══ Data for this task
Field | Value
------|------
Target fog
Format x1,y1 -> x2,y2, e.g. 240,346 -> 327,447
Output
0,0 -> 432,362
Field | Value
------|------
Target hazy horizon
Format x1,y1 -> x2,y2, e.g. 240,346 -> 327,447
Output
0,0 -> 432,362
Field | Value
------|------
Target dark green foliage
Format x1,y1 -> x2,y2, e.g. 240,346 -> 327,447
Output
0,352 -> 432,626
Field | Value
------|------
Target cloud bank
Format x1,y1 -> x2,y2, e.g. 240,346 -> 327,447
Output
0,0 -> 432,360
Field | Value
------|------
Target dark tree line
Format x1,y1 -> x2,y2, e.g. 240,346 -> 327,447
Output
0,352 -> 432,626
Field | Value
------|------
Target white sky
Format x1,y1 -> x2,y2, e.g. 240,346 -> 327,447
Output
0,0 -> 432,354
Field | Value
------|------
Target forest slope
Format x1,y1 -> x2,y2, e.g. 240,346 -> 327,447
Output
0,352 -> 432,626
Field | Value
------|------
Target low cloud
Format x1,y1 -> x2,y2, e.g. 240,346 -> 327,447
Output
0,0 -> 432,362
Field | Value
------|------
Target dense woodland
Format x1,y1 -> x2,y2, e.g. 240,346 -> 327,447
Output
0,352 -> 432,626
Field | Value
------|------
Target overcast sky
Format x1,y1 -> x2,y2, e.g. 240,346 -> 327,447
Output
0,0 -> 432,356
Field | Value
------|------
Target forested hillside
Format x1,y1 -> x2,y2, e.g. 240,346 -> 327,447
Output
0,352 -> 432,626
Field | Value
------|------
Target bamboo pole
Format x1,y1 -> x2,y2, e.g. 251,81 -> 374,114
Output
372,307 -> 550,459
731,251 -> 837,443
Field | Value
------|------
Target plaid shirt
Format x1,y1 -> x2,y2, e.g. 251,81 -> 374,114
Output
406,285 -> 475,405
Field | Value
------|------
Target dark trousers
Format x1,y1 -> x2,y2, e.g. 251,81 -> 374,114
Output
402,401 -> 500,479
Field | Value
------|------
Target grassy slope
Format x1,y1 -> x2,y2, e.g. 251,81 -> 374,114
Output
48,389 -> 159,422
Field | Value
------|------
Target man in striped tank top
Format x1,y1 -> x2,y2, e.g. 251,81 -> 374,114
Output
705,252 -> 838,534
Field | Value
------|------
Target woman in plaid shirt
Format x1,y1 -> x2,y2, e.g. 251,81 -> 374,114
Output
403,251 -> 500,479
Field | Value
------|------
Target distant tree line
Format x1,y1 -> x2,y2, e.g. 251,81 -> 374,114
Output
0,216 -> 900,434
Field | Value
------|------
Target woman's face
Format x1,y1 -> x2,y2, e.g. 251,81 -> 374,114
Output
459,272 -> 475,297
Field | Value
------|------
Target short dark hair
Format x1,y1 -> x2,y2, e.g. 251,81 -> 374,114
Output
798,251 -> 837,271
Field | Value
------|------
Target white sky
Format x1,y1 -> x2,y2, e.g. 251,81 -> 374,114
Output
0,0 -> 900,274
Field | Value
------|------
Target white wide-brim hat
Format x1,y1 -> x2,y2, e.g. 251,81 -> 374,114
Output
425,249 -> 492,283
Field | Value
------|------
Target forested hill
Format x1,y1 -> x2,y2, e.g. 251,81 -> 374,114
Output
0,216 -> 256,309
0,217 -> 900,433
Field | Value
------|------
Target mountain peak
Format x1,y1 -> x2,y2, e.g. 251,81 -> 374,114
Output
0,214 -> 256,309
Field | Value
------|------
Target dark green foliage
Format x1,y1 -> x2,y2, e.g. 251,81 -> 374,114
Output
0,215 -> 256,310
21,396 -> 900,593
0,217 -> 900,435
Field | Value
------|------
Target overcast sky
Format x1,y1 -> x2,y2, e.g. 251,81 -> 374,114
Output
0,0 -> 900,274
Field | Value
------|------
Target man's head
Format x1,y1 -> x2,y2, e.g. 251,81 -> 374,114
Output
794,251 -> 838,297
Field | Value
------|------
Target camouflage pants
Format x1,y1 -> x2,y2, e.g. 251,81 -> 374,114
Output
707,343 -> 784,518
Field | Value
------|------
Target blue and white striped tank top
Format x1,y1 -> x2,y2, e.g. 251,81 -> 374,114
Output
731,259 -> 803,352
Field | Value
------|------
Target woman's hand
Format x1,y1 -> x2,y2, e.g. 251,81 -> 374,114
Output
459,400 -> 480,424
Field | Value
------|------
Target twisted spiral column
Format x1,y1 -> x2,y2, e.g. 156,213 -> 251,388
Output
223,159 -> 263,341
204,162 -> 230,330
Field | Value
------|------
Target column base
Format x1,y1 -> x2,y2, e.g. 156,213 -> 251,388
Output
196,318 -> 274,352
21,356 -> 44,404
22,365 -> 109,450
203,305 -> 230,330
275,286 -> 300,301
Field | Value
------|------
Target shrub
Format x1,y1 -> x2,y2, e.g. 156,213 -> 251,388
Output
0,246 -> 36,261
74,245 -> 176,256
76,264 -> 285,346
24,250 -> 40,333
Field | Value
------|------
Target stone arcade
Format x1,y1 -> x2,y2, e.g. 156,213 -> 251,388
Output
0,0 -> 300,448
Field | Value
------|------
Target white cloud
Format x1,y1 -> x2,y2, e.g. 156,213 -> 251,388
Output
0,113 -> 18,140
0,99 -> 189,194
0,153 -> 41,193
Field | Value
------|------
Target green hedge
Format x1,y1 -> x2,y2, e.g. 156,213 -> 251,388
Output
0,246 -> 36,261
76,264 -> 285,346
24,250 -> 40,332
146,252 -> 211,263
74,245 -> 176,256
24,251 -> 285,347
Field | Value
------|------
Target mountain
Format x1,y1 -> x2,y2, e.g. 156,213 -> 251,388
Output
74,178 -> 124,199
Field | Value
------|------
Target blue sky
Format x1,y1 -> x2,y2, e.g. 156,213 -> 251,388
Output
════
» **What is expected**
Copy the entire listing above again, line for line, without changing anything.

» **Written solution**
Field | Value
------|------
Target fog
Format x1,y1 -> x2,y2, e.g. 240,346 -> 327,447
Output
0,0 -> 432,362
Field | Value
------|------
Target hazy horizon
Format x1,y1 -> x2,y2, e.g. 240,346 -> 327,447
Output
0,0 -> 432,362
Field | Value
------|------
Target dark green foliage
Format x1,y1 -> x2,y2, e.g. 240,346 -> 327,447
Output
0,352 -> 432,626
Field | Value
------|------
Target cloud bank
Format x1,y1 -> x2,y2, e.g. 240,346 -> 327,447
Output
0,0 -> 432,360
Field | Value
------|------
Target dark tree line
Format x1,y1 -> x2,y2, e.g. 240,346 -> 327,447
Output
0,352 -> 432,626
Field | Value
------|------
Target white sky
Format x1,y1 -> x2,y2, e.g. 240,346 -> 327,447
Output
0,0 -> 432,354
Field | Value
------|------
Target forest slope
Format x1,y1 -> x2,y2, e.g. 240,346 -> 327,447
Output
0,352 -> 432,626
Field | Value
------|------
Target low cloud
Format x1,y1 -> x2,y2, e.g. 240,346 -> 327,447
Output
0,0 -> 432,362
Field | Value
------|------
Target dense woodland
Format x1,y1 -> x2,y2, e.g. 240,346 -> 327,447
Output
0,352 -> 432,626
Field | Value
------|------
Target overcast sky
Format x1,y1 -> x2,y2, e.g. 240,346 -> 327,447
Output
0,0 -> 432,356
Field | Value
------|------
Target forested hillside
Format x1,y1 -> x2,y2, e.g. 240,346 -> 327,447
Output
0,352 -> 432,626
Field | Value
------|------
Target bamboo pole
Format x1,y1 -> x2,y2, e.g. 251,81 -> 374,114
Output
372,307 -> 550,459
731,251 -> 837,443
Field | Value
------|------
Target plaid shirt
Format x1,y1 -> x2,y2, e.g. 251,81 -> 374,114
Output
406,285 -> 475,405
Field | Value
------|------
Target dark trousers
Format x1,y1 -> x2,y2, e.g. 251,81 -> 374,114
Output
402,401 -> 500,479
Field | Value
------|------
Target grassy slope
Format x1,y1 -> x2,y2, e.g. 251,81 -> 374,114
Output
48,389 -> 159,422
Field | Value
------|------
Target man in striped tank top
Format x1,y1 -> x2,y2, e.g. 251,81 -> 374,114
Output
705,252 -> 838,534
Field | Value
------|------
Target woman in plaid shirt
Format x1,y1 -> x2,y2, e.g. 251,81 -> 374,114
Output
403,251 -> 500,479
Field | Value
------|------
Target distant tree line
Format x1,y1 -> x2,y2, e.g. 251,81 -> 374,114
Output
0,216 -> 900,434
Field | Value
------|------
Target woman's face
Format x1,y1 -> x2,y2, e.g. 251,81 -> 374,114
Output
459,272 -> 475,297
Field | Value
------|------
Target short dark hair
Format x1,y1 -> x2,y2, e.g. 251,81 -> 374,114
Output
798,251 -> 837,271
Field | Value
------|------
Target white sky
Format x1,y1 -> x2,y2, e.g. 251,81 -> 374,114
Output
0,0 -> 900,274
Field | Value
------|------
Target white wide-brim hat
Format x1,y1 -> x2,y2, e.g. 251,81 -> 374,114
Output
425,249 -> 492,283
Field | Value
------|------
Target forested hill
Format x1,y1 -> x2,y2, e.g. 251,81 -> 374,114
Output
0,216 -> 256,309
0,217 -> 900,433
Field | Value
------|------
Target mountain peak
Format x1,y1 -> x2,y2, e.g. 251,81 -> 374,114
Output
0,214 -> 256,309
Field | Value
------|------
Target dark green foliage
Format x1,y1 -> x2,y2, e.g. 251,81 -> 374,114
Output
0,215 -> 256,310
21,396 -> 900,593
0,217 -> 900,435
Field | Value
------|------
Target overcast sky
Format x1,y1 -> x2,y2, e.g. 251,81 -> 374,114
Output
0,0 -> 900,274
Field | Value
------|------
Target man's head
Format x1,y1 -> x2,y2, e.g. 251,81 -> 374,114
Output
794,251 -> 838,297
Field | Value
------|------
Target camouflage pants
Format x1,y1 -> x2,y2, e.g. 251,81 -> 374,114
Output
707,343 -> 784,518
Field | Value
------|------
Target blue and white striped tank top
Format x1,y1 -> x2,y2, e.g. 251,81 -> 374,114
Output
731,259 -> 803,352
Field | Value
------|------
Target woman's hand
Format x1,y1 -> x2,y2, e.g. 251,81 -> 374,114
Output
459,400 -> 480,424
Field | Value
------|------
Target twisted spiral column
Format x1,y1 -> x2,y2, e.g. 156,213 -> 251,388
Output
223,159 -> 263,341
204,162 -> 230,330
Field | Value
------|------
Target column base
Format x1,y1 -> x2,y2, e.g. 156,213 -> 251,388
Output
196,318 -> 274,352
21,356 -> 44,404
22,365 -> 109,450
203,305 -> 230,330
275,286 -> 300,301
Field | Value
------|------
Target shrub
Format x1,y1 -> x2,y2, e.g. 156,213 -> 251,388
Output
0,246 -> 36,261
74,245 -> 176,256
76,264 -> 285,346
24,250 -> 40,333
Field | Value
------|------
Target stone arcade
Format x1,y1 -> x2,y2, e.g. 156,213 -> 251,388
Output
0,0 -> 300,448
Field | Value
------|------
Target white cloud
Format x1,y1 -> x2,y2, e.g. 156,213 -> 251,388
Output
0,113 -> 18,140
0,99 -> 189,194
0,153 -> 41,193
Field | Value
------|------
Target green hedge
Format x1,y1 -> x2,y2, e.g. 156,213 -> 251,388
Output
0,246 -> 36,261
76,264 -> 285,346
24,250 -> 40,332
146,252 -> 211,263
74,245 -> 176,256
24,251 -> 285,347
Field | Value
------|------
Target mountain
Format x1,y1 -> x2,y2, e.g. 156,213 -> 251,388
Output
74,178 -> 124,199
Field | Value
------|------
Target blue sky
Format x1,y1 -> x2,y2, e.g. 156,213 -> 251,388
Output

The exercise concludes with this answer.